## START
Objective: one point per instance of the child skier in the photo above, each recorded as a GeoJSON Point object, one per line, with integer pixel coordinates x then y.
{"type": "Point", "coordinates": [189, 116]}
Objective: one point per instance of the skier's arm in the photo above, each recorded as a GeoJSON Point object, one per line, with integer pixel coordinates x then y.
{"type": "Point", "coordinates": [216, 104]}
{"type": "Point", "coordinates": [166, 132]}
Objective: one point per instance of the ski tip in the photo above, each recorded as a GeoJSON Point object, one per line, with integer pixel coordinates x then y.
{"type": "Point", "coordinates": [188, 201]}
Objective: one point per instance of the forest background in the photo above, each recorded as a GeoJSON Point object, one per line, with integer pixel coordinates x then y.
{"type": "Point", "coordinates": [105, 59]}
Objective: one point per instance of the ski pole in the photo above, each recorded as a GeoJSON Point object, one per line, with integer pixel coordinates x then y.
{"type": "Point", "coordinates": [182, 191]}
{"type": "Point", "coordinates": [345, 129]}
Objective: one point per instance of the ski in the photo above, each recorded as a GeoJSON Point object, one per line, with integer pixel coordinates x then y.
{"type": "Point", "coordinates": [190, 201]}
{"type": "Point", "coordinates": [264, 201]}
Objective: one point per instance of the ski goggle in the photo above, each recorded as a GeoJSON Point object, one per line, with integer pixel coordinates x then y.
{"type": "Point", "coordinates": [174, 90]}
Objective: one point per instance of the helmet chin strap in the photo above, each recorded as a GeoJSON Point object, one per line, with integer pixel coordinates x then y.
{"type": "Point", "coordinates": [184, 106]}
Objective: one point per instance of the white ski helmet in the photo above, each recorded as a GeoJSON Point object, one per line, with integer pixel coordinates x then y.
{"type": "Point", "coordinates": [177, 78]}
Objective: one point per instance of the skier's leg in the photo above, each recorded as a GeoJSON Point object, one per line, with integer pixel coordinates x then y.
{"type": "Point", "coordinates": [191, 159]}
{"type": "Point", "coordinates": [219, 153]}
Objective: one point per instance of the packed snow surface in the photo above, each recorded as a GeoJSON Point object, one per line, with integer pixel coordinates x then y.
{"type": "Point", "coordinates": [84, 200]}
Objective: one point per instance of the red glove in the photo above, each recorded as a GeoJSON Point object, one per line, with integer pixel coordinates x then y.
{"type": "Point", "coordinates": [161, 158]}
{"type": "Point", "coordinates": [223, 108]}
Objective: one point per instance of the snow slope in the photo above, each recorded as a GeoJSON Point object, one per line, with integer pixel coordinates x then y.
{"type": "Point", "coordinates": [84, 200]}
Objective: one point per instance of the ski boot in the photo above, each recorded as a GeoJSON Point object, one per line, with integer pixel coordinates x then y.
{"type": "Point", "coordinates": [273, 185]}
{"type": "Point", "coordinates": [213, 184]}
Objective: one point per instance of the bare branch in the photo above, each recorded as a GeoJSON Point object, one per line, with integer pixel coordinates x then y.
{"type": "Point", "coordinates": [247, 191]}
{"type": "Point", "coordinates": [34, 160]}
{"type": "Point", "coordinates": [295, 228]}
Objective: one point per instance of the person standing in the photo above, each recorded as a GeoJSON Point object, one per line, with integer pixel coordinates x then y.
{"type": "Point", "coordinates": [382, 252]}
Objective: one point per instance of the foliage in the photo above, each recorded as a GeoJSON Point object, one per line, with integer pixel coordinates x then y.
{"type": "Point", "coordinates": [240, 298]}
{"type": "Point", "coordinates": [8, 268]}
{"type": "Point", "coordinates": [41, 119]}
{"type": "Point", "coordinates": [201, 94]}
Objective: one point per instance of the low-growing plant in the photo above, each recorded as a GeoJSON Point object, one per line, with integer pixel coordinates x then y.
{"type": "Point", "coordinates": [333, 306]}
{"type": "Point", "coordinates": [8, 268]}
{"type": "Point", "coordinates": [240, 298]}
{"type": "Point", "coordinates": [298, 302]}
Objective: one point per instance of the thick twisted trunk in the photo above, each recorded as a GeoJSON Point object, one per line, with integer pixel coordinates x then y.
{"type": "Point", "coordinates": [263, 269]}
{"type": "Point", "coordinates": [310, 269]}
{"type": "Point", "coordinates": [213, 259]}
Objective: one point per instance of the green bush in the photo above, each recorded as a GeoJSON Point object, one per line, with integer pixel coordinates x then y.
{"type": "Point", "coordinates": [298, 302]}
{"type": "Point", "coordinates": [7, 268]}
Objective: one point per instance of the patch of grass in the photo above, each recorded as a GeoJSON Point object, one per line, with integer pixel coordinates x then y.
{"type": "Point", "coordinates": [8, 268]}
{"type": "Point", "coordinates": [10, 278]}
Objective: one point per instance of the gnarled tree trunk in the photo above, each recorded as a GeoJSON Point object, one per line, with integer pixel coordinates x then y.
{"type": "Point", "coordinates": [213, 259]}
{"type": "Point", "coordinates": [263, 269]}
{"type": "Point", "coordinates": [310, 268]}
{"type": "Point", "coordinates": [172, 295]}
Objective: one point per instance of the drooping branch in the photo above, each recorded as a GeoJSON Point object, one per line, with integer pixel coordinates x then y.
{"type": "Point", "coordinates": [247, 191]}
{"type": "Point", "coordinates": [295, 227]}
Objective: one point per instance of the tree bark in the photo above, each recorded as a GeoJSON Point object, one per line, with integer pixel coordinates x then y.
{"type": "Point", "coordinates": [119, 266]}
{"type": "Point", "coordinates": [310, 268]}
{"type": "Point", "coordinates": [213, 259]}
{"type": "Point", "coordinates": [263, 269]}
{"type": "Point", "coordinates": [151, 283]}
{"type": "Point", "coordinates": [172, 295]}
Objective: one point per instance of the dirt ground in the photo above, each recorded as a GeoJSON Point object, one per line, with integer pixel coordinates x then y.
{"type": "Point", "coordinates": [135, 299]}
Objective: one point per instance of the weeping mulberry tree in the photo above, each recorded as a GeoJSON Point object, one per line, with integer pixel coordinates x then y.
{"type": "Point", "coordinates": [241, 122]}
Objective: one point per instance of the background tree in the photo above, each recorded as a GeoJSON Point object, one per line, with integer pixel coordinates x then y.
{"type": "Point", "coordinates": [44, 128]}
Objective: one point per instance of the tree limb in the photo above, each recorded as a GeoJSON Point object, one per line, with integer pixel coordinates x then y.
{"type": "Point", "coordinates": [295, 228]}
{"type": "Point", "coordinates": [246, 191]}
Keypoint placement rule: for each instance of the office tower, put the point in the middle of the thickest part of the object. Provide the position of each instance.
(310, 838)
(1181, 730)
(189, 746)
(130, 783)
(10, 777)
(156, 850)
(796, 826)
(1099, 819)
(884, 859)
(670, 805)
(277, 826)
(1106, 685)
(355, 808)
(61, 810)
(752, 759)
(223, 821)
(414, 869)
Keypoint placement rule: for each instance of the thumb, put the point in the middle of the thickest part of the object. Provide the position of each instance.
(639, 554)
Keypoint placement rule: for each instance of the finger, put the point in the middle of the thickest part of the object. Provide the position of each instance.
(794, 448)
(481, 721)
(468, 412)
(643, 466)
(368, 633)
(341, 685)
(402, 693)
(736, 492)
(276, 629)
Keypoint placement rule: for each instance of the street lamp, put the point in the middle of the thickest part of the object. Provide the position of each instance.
## END
TASK PROMPT> The whole listing above needs to be written out again exactly.

SOLUTION BELOW>
Objective: one point per instance of the child skier in the photo above, each recorded as a GeoJSON Point object, one per line, with integer pixel coordinates x then y.
{"type": "Point", "coordinates": [189, 116]}
Objective: one point per instance of the skier's arm in the photo above, each recorded as a GeoJSON Point object, one per line, with integer pixel coordinates x then y.
{"type": "Point", "coordinates": [216, 104]}
{"type": "Point", "coordinates": [166, 132]}
Objective: one point per instance of the ski tip in the photo above, each recorded as a GeoJSON Point object, one per line, with integer pixel coordinates x then y.
{"type": "Point", "coordinates": [188, 201]}
Objective: one point per instance of the forest background in the photo above, each recorded as a GeoJSON Point object, one per line, with integer pixel coordinates x then y.
{"type": "Point", "coordinates": [105, 59]}
Objective: one point per instance of the ski pole in the photo above, each recorded as a GeoJSON Point object, one per line, with integer pixel coordinates x then y.
{"type": "Point", "coordinates": [182, 191]}
{"type": "Point", "coordinates": [345, 129]}
Objective: one point per instance of the ski in the photo above, each recorded as a GeoJSON Point object, one per line, with integer pixel coordinates x then y.
{"type": "Point", "coordinates": [190, 201]}
{"type": "Point", "coordinates": [264, 201]}
Objective: one point per instance of the ski goggle in the photo above, each recorded as a GeoJSON Point object, one per line, with integer pixel coordinates x then y.
{"type": "Point", "coordinates": [174, 90]}
Objective: one point per instance of the helmet chin strap in the photo above, each recorded as a GeoJSON Point object, one per line, with integer pixel coordinates x then y.
{"type": "Point", "coordinates": [184, 106]}
Objective: one point per instance of the white ski helmet in the photo above, each recorded as a GeoJSON Point object, one per line, with integer pixel coordinates x then y.
{"type": "Point", "coordinates": [177, 78]}
Objective: one point per instance of the skier's leg in the photo above, each recorded as a GeoJSON Point object, one per line, with integer pixel coordinates x then y.
{"type": "Point", "coordinates": [191, 159]}
{"type": "Point", "coordinates": [219, 153]}
Objective: one point per instance of the packed snow surface in the photo above, each recorded as a GeoJSON Point object, one per line, with integer pixel coordinates x then y.
{"type": "Point", "coordinates": [84, 200]}
Objective: one point per instance of the red glove in the photo above, each recorded as a GeoJSON Point object, one per line, with integer pixel coordinates x then y.
{"type": "Point", "coordinates": [161, 158]}
{"type": "Point", "coordinates": [223, 108]}
Objective: one point per instance of the snow slope in the photo above, each recorded as a GeoJSON Point object, one per line, with integer pixel coordinates x then y.
{"type": "Point", "coordinates": [84, 200]}
Objective: one point per instance of the ski boot in the photo above, each recorded as a GeoJSON Point object, one per line, with integer pixel coordinates x then y.
{"type": "Point", "coordinates": [273, 185]}
{"type": "Point", "coordinates": [213, 184]}
Objective: one point per instance of the bare branch in the photo above, each recorded as a GeoJSON Point object, one per line, with integer pixel coordinates x then y.
{"type": "Point", "coordinates": [247, 191]}
{"type": "Point", "coordinates": [34, 160]}
{"type": "Point", "coordinates": [295, 228]}
Objective: one point per instance of the person standing in the photo above, each recorded as a GeoJSON Point object, one per line, with integer pixel coordinates x then y.
{"type": "Point", "coordinates": [382, 252]}
Objective: one point per instance of the foliage in the photo above, each recorded as a GeoJSON Point object, one per line, with integer pixel coordinates x then y.
{"type": "Point", "coordinates": [240, 298]}
{"type": "Point", "coordinates": [8, 268]}
{"type": "Point", "coordinates": [41, 119]}
{"type": "Point", "coordinates": [201, 94]}
Objective: one point per instance of the low-growing plant in the photo above, each recorded as a GeoJSON Point object, one per line, with integer pixel coordinates x then y.
{"type": "Point", "coordinates": [333, 306]}
{"type": "Point", "coordinates": [8, 268]}
{"type": "Point", "coordinates": [240, 298]}
{"type": "Point", "coordinates": [298, 302]}
Objective: one point per instance of the thick twisted trunk in the photo above, each recorded as a GeoJSON Point object, one per line, with integer pixel coordinates x then y.
{"type": "Point", "coordinates": [263, 269]}
{"type": "Point", "coordinates": [310, 269]}
{"type": "Point", "coordinates": [213, 259]}
Objective: one point per instance of the green bush in the photo above, each recorded as a GeoJSON Point object, one per line, with integer pixel coordinates x then y.
{"type": "Point", "coordinates": [298, 302]}
{"type": "Point", "coordinates": [7, 268]}
Objective: one point per instance of the patch of grass in the photo above, each recorded as a GeoJSON Point object, one per line, with integer pixel coordinates x then y.
{"type": "Point", "coordinates": [8, 268]}
{"type": "Point", "coordinates": [10, 278]}
Objective: one point per instance of the gnarled tree trunk in the photo above, each recorded as a GeoJSON Point object, one per line, with integer pixel coordinates x then y.
{"type": "Point", "coordinates": [213, 259]}
{"type": "Point", "coordinates": [263, 269]}
{"type": "Point", "coordinates": [310, 268]}
{"type": "Point", "coordinates": [172, 295]}
Objective: one point per instance of the drooping branch in the photo above, each recorded as a GeoJSON Point object, one per line, with integer pixel coordinates x then y.
{"type": "Point", "coordinates": [247, 191]}
{"type": "Point", "coordinates": [295, 227]}
Objective: one point per instance of the tree bark in the photo above, each recorded as a GeoJSON Point object, one per line, with integer pixel coordinates x then y.
{"type": "Point", "coordinates": [119, 266]}
{"type": "Point", "coordinates": [310, 268]}
{"type": "Point", "coordinates": [213, 259]}
{"type": "Point", "coordinates": [263, 269]}
{"type": "Point", "coordinates": [151, 283]}
{"type": "Point", "coordinates": [172, 295]}
Objective: one point per instance of the dirt ground in the photo above, each recorded as a GeoJSON Point object, one per line, with integer pixel coordinates x then y.
{"type": "Point", "coordinates": [135, 299]}
Objective: one point per instance of the weeping mulberry tree in the photo above, each recorded as a GeoJSON Point object, one per line, with integer pixel coordinates x then y.
{"type": "Point", "coordinates": [241, 122]}
Objective: one point per instance of the background tree in the photo above, each recorded as a GeoJSON Point object, one per line, with integer pixel coordinates x then y.
{"type": "Point", "coordinates": [44, 128]}
Objective: one point per instance of the tree limb in the photo above, each recorded as a GeoJSON Point object, one per line, with integer pixel coordinates x then y.
{"type": "Point", "coordinates": [295, 228]}
{"type": "Point", "coordinates": [246, 191]}
Keypoint placement rule: for each instance of the office tower, put the point in the middle of the thickest part of the object. Provide the position of each instance.
(310, 838)
(1181, 730)
(189, 746)
(130, 783)
(10, 777)
(156, 850)
(796, 826)
(1099, 819)
(884, 859)
(670, 805)
(277, 826)
(1106, 685)
(355, 808)
(61, 810)
(752, 759)
(223, 821)
(414, 869)
Keypoint placement rule: for each instance of the thumb, put the point in the middle of the thickest part of the object. Provide the position of each instance.
(639, 554)
Keypoint placement rule: for each instance of the finger, put the point in the middle of the thickest part of the object. Provide the position of each instance.
(794, 448)
(481, 721)
(468, 412)
(643, 466)
(368, 633)
(341, 685)
(402, 693)
(736, 492)
(276, 629)
Keypoint placement rule: for each instance of the street lamp, put the point in the middle of the thickest part of the object. Provide the position of each instance.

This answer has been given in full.